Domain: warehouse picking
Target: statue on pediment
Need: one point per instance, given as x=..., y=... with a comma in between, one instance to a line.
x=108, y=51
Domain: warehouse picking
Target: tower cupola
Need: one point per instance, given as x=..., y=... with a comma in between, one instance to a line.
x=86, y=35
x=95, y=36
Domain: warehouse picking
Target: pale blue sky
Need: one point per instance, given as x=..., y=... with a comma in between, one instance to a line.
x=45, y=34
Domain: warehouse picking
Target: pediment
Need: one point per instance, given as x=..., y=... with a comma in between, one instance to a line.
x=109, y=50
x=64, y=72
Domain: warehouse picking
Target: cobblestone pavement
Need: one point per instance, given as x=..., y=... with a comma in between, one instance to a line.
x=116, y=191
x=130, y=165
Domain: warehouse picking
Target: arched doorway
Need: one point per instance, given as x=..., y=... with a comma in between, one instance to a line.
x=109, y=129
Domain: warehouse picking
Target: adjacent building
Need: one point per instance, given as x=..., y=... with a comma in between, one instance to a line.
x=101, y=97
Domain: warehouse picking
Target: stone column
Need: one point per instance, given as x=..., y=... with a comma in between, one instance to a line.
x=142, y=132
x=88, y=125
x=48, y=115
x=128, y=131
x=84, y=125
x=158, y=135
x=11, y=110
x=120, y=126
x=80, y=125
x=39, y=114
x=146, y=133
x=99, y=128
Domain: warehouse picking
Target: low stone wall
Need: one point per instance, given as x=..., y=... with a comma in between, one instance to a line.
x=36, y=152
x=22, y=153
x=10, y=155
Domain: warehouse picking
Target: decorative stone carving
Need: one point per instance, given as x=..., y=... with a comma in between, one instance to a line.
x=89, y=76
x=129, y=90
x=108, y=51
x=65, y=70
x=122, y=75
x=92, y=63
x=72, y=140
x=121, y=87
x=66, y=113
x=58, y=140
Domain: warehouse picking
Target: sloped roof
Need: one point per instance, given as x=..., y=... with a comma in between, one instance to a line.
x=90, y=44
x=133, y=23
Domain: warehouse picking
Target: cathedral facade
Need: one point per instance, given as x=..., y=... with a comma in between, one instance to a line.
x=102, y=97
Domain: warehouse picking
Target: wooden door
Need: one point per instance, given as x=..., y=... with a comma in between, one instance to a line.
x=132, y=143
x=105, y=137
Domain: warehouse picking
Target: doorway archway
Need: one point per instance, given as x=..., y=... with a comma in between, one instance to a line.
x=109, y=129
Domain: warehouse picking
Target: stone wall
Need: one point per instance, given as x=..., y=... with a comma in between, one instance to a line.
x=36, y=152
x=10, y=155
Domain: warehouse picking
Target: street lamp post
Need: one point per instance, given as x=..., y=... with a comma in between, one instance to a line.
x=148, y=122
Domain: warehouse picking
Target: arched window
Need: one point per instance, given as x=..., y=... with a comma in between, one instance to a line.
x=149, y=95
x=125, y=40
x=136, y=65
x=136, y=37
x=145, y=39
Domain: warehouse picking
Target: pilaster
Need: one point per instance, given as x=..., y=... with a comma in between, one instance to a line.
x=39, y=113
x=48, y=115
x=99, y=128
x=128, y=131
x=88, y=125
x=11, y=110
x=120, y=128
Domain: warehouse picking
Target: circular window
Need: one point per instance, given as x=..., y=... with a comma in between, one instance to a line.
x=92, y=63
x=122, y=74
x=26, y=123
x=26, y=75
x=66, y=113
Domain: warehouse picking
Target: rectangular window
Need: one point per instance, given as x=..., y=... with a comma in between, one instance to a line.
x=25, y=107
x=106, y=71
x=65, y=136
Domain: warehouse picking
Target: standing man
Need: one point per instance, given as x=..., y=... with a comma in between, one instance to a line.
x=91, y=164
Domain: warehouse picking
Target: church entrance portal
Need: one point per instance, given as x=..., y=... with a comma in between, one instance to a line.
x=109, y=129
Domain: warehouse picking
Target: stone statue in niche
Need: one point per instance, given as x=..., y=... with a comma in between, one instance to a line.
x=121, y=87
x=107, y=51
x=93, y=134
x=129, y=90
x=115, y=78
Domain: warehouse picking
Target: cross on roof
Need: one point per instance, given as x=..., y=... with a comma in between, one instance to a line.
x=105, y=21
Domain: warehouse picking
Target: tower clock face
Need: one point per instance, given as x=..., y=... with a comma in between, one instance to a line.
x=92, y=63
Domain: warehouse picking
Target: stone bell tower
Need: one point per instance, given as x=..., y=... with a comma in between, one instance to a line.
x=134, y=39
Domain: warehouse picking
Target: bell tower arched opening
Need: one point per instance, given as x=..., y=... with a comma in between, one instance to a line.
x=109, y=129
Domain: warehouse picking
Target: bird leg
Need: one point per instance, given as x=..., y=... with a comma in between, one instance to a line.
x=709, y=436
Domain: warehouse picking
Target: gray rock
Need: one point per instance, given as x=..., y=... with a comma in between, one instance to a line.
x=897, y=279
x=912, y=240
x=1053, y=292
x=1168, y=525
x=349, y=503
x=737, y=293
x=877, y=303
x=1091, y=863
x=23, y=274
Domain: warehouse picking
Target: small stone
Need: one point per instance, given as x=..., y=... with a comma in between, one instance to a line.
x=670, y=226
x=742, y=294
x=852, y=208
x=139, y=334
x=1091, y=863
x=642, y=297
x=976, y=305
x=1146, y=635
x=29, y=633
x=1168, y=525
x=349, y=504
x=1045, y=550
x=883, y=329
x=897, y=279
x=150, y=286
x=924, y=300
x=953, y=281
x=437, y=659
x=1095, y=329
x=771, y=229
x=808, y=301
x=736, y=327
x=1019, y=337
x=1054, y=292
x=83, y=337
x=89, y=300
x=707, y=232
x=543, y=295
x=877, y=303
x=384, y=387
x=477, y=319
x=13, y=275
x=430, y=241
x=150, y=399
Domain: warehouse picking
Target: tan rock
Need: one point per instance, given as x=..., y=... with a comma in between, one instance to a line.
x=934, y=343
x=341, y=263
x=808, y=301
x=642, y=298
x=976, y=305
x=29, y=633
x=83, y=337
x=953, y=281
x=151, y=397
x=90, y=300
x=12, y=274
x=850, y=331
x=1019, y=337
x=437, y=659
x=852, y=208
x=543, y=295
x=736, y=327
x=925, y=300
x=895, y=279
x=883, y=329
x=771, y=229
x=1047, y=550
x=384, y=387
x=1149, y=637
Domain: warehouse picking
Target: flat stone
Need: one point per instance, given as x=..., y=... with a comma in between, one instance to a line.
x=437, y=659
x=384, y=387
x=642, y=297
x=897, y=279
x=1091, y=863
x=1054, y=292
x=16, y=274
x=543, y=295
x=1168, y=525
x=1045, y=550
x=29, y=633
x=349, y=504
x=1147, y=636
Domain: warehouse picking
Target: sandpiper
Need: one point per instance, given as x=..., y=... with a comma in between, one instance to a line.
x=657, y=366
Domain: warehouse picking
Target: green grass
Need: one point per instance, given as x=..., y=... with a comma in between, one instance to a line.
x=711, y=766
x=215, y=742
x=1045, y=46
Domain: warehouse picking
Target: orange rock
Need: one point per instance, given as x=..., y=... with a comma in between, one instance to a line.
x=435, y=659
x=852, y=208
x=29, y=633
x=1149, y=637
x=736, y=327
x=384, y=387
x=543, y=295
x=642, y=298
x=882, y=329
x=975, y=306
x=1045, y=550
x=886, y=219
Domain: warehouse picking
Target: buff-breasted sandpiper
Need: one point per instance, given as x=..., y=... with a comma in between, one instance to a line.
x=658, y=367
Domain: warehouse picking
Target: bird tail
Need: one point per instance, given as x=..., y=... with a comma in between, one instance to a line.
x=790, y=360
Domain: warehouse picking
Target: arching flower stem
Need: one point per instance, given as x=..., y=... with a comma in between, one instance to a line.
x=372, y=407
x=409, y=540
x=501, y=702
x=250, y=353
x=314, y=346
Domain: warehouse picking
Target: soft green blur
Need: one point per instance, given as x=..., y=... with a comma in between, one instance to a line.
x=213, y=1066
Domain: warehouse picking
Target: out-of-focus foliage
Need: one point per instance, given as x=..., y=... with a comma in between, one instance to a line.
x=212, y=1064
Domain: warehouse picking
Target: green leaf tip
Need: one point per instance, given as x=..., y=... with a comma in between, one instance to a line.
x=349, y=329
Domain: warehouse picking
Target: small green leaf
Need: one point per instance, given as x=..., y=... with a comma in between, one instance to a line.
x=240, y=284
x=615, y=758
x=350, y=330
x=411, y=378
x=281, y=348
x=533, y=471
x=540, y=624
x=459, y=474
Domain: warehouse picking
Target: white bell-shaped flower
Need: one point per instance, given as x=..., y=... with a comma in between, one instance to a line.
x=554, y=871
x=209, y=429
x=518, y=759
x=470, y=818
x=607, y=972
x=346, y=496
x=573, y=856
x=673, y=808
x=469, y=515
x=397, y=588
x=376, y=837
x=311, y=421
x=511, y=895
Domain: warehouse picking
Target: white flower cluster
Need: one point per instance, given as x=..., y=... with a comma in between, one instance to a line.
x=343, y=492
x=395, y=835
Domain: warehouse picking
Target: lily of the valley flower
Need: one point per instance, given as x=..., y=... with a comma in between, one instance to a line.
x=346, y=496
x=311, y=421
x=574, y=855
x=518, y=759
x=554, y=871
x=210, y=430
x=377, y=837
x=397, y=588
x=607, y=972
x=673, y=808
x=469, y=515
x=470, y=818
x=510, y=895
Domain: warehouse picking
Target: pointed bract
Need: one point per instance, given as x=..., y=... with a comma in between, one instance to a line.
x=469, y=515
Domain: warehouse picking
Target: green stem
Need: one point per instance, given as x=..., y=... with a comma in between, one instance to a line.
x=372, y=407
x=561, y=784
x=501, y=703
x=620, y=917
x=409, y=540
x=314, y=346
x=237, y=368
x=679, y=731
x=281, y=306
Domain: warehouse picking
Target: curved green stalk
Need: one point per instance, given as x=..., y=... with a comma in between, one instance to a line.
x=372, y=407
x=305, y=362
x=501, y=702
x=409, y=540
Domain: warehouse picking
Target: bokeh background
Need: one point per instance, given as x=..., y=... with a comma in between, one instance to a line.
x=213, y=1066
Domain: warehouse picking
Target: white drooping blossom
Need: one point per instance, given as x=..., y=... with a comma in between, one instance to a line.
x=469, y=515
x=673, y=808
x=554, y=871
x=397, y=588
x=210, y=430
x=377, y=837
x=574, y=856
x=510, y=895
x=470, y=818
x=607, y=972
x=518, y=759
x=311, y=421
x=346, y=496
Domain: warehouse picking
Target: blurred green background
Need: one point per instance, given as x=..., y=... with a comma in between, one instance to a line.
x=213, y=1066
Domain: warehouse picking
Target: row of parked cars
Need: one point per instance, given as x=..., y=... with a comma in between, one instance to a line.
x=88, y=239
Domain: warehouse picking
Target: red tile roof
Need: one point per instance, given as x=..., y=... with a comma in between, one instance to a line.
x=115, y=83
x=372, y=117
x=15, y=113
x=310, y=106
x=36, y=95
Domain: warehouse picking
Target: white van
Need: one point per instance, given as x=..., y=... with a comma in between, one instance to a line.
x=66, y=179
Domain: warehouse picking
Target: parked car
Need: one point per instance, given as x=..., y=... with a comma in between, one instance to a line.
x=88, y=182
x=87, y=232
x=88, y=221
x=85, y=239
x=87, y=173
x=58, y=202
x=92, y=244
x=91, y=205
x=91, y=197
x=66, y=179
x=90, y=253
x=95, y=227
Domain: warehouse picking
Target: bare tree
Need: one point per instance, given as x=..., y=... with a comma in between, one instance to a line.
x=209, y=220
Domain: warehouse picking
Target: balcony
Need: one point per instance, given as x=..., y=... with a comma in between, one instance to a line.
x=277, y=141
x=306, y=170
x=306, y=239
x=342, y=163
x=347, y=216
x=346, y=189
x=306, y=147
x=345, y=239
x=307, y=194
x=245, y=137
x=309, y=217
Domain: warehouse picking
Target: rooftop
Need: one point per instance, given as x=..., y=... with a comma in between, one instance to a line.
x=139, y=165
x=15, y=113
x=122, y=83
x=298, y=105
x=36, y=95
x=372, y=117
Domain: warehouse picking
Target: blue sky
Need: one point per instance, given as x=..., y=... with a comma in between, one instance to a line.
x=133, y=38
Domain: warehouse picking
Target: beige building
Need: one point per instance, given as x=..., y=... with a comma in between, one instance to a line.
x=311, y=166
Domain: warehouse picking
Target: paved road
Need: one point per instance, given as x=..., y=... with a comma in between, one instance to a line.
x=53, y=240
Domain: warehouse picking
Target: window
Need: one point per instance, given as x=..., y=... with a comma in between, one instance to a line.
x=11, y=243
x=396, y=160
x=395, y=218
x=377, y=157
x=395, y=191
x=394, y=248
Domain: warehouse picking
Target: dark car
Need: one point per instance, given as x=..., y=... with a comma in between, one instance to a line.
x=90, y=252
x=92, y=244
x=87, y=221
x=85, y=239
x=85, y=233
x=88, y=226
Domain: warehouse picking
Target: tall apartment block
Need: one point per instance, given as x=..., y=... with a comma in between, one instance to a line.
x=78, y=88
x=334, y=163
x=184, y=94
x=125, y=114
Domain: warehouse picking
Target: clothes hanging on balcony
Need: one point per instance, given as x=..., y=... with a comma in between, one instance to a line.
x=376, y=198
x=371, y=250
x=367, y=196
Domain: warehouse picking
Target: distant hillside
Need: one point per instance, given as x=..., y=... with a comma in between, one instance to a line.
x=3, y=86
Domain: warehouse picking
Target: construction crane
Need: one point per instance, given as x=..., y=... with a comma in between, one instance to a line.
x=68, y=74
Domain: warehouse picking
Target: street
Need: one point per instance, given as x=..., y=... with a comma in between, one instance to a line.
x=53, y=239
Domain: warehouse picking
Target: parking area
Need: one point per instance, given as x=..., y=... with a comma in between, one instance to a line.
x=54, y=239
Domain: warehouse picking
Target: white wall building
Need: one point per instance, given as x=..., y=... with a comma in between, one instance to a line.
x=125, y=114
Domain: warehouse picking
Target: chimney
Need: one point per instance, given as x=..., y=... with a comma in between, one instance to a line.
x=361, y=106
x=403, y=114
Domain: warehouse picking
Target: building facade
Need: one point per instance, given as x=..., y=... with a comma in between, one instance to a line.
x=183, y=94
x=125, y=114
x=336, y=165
..........
* Your instructions *
Copy out the data word for word, starting at its first line and stopping after the line that contains "x=101, y=97".

* Reply *
Domain: warehouse picking
Target: statue on pediment
Need: one point per instance, given as x=..., y=... with a comma in between, one instance to a line.
x=108, y=51
Domain: warehouse picking
Target: tower cupola
Need: one point per instance, given as x=..., y=... with a comma in between, one instance to a line.
x=86, y=35
x=95, y=36
Domain: warehouse picking
Target: pale blue sky
Need: one point per instance, given as x=..., y=... with a comma in between, one instance to a line.
x=45, y=34
Domain: warehouse picking
Target: pediment
Need: one point per instance, given as x=..., y=... with a comma in between, one instance to a line.
x=109, y=50
x=64, y=72
Domain: warehouse picking
Target: cobblestone pavement
Need: one point per instance, given as x=..., y=... with a comma in between, one instance to a line.
x=116, y=191
x=130, y=165
Domain: warehouse picking
Target: arched doorway
Need: one point per instance, given as x=..., y=... with a comma in between, one instance to a line.
x=109, y=129
Domain: warehouse picking
Target: adjacent building
Need: one point per instance, given as x=..., y=... with a comma in between, one instance to a line.
x=101, y=97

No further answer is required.